→ EXERCISE AIM
Present the following data again exactly as it is shown.

Coordinate annotation records
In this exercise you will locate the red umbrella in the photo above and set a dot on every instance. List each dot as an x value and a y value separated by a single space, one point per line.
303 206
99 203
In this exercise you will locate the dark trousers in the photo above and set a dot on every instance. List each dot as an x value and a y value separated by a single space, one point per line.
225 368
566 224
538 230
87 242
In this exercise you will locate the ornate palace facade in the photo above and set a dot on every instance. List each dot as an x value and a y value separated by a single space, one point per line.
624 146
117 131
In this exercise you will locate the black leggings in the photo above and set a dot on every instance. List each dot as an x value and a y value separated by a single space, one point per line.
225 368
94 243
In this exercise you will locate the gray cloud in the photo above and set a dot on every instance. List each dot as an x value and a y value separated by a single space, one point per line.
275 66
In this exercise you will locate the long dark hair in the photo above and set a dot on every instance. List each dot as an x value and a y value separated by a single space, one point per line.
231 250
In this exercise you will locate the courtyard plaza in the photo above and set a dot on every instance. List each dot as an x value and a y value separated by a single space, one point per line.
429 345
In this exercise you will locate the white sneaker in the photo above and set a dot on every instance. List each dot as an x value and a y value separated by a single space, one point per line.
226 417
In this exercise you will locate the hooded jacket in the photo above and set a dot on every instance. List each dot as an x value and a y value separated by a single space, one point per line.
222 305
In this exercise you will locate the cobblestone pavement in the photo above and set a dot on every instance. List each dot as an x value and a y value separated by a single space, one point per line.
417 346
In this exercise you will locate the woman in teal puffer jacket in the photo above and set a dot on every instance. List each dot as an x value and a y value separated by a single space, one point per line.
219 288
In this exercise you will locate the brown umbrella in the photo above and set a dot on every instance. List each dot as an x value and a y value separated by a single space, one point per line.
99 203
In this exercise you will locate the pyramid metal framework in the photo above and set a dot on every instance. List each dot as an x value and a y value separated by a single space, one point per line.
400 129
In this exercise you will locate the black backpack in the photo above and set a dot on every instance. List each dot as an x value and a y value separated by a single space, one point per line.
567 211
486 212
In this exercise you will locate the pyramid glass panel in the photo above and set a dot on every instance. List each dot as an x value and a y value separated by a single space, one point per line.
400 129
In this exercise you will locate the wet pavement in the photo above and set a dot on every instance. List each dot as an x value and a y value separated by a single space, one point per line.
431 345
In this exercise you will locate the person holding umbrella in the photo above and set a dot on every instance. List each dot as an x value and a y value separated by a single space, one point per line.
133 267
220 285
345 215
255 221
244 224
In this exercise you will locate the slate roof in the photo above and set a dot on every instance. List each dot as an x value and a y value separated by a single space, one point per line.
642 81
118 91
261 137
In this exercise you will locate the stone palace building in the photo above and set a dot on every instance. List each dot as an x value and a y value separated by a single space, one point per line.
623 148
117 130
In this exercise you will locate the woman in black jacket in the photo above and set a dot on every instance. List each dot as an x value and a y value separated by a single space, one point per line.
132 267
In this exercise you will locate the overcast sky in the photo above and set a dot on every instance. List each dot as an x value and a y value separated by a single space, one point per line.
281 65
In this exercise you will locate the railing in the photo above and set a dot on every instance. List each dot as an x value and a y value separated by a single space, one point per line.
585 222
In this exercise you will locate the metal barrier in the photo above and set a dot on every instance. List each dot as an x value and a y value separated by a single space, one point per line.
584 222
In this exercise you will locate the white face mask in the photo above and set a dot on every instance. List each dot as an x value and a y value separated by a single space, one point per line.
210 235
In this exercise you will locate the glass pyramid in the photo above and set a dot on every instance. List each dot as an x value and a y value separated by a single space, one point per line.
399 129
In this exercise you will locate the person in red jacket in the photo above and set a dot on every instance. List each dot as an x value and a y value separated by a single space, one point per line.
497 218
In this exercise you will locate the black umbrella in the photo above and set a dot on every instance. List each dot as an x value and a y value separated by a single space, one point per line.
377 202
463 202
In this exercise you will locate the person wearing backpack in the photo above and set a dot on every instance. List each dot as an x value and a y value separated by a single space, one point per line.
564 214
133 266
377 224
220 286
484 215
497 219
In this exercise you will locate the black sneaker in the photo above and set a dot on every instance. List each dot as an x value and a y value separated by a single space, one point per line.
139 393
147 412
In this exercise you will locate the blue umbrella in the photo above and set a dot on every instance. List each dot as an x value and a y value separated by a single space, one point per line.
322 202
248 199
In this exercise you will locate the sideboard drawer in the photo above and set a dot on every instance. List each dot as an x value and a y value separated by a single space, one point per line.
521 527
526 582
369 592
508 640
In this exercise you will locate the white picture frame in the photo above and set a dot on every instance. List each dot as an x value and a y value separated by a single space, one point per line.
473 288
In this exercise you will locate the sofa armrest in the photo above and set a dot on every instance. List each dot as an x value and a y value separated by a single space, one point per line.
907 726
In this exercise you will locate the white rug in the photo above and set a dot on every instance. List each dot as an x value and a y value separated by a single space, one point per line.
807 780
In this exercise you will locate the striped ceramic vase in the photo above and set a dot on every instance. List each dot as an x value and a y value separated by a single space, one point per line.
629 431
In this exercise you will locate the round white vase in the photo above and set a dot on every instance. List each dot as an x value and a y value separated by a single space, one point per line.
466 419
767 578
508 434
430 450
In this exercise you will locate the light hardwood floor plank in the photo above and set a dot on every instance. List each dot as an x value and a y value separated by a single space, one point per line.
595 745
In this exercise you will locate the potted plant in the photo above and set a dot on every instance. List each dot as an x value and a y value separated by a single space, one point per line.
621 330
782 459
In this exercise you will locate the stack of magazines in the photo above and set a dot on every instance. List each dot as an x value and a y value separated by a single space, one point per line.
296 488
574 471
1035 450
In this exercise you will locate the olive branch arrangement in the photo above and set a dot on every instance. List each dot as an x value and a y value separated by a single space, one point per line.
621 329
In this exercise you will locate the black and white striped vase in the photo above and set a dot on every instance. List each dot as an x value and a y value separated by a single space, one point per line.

→ OUTPUT OF THE EXERCISE
In this exercise you will locate the red umbrella in the photo above and set a dot on every instance. List each dot as an x value and a y value separated by a single space, one point per line.
303 206
99 203
In this exercise you will locate the dark trousers in the photo above and set a dot on every instance. List each dot as an x value and a y value separated by a single space, one point per line.
225 368
566 224
538 230
87 242
In this exercise you will locate the ornate palace facade in the photo above and set a dot on every instance. List each dot as an x value and a y value separated by a single space, one point per line.
624 146
117 131
In this exercise you will locate the black leggings in the photo above and set a dot on every instance. List each dot as an x value and a y value separated by a single space, one point per line.
225 368
94 243
In this exercise you will locate the gray cloud in the photo above and set a dot on every instance. List each dot as an x value and a y value separated by a single space, one point per line.
275 66
In this exercise you will locate the long dark hair in the photo above and set a dot on every instance. List each dot as an x value and a y value separated by a single space, one point per line.
231 250
In this exercise you will locate the courtyard plaza in the photo above and set a dot on every instance. List each dot as an x value and a y value separated by a single space, one point per line.
429 345
In this exercise you will locate the white sneaker in the photo above and set a dot on every instance. List each dot as an x value and a y value separated by a single space, one point per line.
226 417
In this exercise you will locate the hooded jacket in the photo above and set a dot on every instance. List each dot as an x value and a y value separated by a single space, one point per line.
222 305
In this exercise you will locate the cobblestone pavement in the photo above and set a dot on every instance. List each dot as an x value and a y value separated by a single space, one point per line.
417 346
In this exercise you will locate the woman in teal puffer jacket in the photo above and set a dot on every instance. List each dot as an x value and a y value separated by a single space, one point per line.
219 288
In this exercise you will locate the brown umbrella in the photo above and set a dot on every instance. List each dot as an x value and a y value separated by a single space, one point per line.
99 203
In this exercise you will locate the pyramid metal framework in the photo above and set a dot on every instance. List each dot as an x value and a y value separated by a single space, one point per line.
400 129
In this exercise you will locate the black backpack in the photo above and set a dot on every instance. List each dot as an x value and a y value separated by a single space, one point per line.
567 211
486 212
In this exercise you will locate the pyramid glass panel in the photo above and set a dot on every instance. List each dot as an x value and a y value separated by a single space, one point per line.
400 129
In this exercise you will locate the wet pavement in the photo above and set a dot on every instance. List each dot as an x value and a y value separated by a single space, one point per line.
431 345
In this exercise you will locate the person holding umbrella in the photo above and set a dot on every instance. List each dot as an x value and a y value separated by a single space, one point per line.
133 267
220 285
345 215
255 221
244 224
In this exercise you will locate the slate roof in the photo above and set a dot on every instance. List each dot as an x value and a y value separated by a single space, one point per line.
642 81
118 91
261 137
In this exercise you will locate the stone palace building in the photo above and set a dot on every instance. List each dot as an x value and a y value separated by a single space, one point per line.
623 148
117 130
In this exercise you will locate the woman in black jacket in the photo above and set a dot on every instance. List each dot as an x value and a y value separated by a single space, one point per line.
132 267
In this exercise you will locate the overcast sky in the photo above and set a dot on every instance. List each dot as an x value and a y value separated by a single space, one point per line.
281 65
In this exercise you will locate the railing in the photo above and set a dot on every instance. List each dot as an x value and a y value separated by a single space, one point per line.
585 222
In this exercise you will locate the metal barrier in the photo above and set a dot on every instance. List each dot as an x value and a y value separated by a single space, one point per line.
584 222
In this exercise you will locate the white face mask in the photo above and set a dot on every instance. List each dot as an x value and a y value separated by a single space, one point per line.
210 235
In this exercise you will locate the glass pyramid in the photo above and set a dot on every instance. List each dot as an x value and a y value separated by a single space, one point per line.
399 129
In this exercise you will locate the person in red jacket in the photo above and set a dot on every instance. List each dot as an x value and a y value separated by a single space, one point per line.
497 218
In this exercise you will locate the black umbrella in the photo above and set a dot on every instance. List each dot as an x value and a y value separated by a single space, one point per line.
377 202
463 202
In this exercise you will locate the person wearing backpack in the photo above and set a dot on every instance. List each dot as an x value and a y value separated by a single space, one point per line.
564 214
133 266
377 224
220 286
484 215
497 219
In this exercise you will locate the black sneaker in the photo above and set a dot on every instance. List each dot as an x value and a y value separated by a single space, one point per line.
139 393
147 412
In this exercise you will locate the blue umbrella in the photo above and set a dot on every instance. List each dot as an x value and a y value separated by a single space, one point per line.
322 202
248 199
In this exercise you will locate the sideboard drawer in the photo above and set a dot on every instance. List each dot as an x value and a y value separated by a single space, one point per line.
521 527
526 582
369 592
508 640
In this exercise you will locate the white picture frame in the photo above and set a dot on every instance. List each dot as an x value and a y value separated by a single space, one point per line.
473 288
In this exercise you will locate the sofa armrest in the photo above and set a dot on every instance. List each dot as an x value and a y value separated by a single space, one point per line.
907 726
In this exercise you will locate the white rug in the photo above and set a dot on every instance. List each dot as an x value and a y value separated by a single space, one point per line.
807 780
In this exercise you will locate the striped ceramic vase in the photo above and set a dot on every instance. List each dot as an x value and a y value separated by a single space, one point per line.
629 431
In this exercise you will locate the round white vase in the photo above and set a dot on every instance. List each dot as an x value and a y value separated by a single space, one point per line.
466 419
767 578
508 434
430 450
In this exercise you will locate the light hardwood floor plank in the photo above and set a dot on every instance. List each dot as an x value and a y value separated by a single space, one point per line.
595 745
In this exercise you will locate the potted plant in the photo above and set a dot on every instance. List each dot as an x value and a y value separated by a single space, one point per line.
621 330
782 459
In this exercise you will locate the stack of magazines in the photo above and set a dot on every instance. List each dot as an x value and a y value separated by a single space, one point per line.
296 488
574 471
1035 450
In this exercise you will locate the olive branch arrangement in the photo above and set a dot on every instance. List each dot as an x value and a y value separated by a single space, one point per line.
621 329
In this exercise you will locate the black and white striped vase in the photo above and set a dot on every instance. List each dot as an x value and a y value separated by a single space, one point per line.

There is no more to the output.